What you have to do:
Return only the stretch of the material below that begins with the line containing "Target: white shirt collar" and ends with the line containing "pixel 261 438.", exactly; both of those lines belong to it.

..............................

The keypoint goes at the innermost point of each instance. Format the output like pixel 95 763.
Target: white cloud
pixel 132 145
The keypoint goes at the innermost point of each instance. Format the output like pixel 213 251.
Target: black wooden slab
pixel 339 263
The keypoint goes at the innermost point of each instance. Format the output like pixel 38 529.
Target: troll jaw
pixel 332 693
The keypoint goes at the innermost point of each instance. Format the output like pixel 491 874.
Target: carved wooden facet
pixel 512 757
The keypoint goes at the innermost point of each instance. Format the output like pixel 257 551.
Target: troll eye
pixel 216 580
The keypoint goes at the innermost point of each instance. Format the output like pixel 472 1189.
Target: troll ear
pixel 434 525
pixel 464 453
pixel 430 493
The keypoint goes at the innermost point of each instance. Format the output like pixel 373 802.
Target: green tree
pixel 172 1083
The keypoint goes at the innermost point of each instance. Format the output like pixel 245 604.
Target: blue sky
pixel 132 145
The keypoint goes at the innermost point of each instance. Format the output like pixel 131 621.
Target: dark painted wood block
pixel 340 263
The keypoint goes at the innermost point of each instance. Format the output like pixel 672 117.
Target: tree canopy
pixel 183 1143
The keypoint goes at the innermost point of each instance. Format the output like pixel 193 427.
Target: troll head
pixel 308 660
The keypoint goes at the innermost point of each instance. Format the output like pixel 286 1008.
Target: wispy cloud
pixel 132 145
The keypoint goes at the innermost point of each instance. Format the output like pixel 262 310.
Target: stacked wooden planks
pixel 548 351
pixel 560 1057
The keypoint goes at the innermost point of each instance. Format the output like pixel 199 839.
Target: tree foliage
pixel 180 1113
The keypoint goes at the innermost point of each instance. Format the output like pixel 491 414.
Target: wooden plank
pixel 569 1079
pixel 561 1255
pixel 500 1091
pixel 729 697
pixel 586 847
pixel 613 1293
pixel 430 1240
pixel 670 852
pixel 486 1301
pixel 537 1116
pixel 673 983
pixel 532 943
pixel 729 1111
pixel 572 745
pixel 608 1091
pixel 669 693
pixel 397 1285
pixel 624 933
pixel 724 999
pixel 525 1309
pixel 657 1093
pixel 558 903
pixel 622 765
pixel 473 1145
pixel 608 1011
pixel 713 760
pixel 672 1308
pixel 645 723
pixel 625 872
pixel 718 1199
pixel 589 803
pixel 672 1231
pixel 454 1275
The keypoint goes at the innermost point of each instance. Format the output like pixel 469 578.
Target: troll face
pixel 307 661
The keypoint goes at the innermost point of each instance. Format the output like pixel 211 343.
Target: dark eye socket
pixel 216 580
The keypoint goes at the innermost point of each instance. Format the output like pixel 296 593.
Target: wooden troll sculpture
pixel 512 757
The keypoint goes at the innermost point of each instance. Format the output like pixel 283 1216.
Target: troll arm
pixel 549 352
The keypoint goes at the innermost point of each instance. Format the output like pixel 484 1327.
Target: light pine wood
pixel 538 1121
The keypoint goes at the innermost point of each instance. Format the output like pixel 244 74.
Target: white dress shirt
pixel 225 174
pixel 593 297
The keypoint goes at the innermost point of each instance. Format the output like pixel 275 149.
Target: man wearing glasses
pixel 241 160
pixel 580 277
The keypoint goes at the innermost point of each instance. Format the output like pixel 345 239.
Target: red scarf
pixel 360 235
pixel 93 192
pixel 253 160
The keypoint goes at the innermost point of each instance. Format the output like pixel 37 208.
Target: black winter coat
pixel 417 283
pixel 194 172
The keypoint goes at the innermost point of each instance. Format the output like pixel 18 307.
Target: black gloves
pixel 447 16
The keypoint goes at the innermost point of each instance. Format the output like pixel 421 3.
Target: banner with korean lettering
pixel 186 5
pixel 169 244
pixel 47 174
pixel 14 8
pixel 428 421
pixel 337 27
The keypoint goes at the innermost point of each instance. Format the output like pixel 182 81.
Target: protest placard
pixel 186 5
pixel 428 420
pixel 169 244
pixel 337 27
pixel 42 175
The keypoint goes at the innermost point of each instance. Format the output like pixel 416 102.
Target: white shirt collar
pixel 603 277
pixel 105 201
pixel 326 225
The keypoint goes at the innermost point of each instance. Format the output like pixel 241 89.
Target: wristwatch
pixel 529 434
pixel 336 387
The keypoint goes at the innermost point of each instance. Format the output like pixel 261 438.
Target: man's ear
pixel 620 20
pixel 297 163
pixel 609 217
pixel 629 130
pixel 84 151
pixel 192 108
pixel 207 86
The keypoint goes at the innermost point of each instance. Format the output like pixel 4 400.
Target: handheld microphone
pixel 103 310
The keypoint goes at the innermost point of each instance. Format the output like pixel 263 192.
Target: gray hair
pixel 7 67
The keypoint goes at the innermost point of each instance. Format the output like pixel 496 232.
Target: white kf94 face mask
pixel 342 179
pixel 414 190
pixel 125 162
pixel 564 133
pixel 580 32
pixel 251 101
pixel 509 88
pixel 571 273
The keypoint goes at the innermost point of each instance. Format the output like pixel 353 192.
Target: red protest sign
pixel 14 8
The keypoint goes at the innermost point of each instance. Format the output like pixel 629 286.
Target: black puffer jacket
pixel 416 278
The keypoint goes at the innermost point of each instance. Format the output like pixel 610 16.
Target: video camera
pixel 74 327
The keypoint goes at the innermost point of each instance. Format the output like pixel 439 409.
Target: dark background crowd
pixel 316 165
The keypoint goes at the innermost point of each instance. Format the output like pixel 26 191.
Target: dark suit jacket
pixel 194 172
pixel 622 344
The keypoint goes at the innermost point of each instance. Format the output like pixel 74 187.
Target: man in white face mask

..............................

Solution to this exercise:
Target: white shirt collar
pixel 603 277
pixel 105 201
pixel 326 225
The keypoint goes at the innermost point of each instance. Format the output like pixel 241 89.
Target: wristwatch
pixel 529 434
pixel 336 387
The keypoint goes at the innermost point of each instance. Format the output like pixel 261 438.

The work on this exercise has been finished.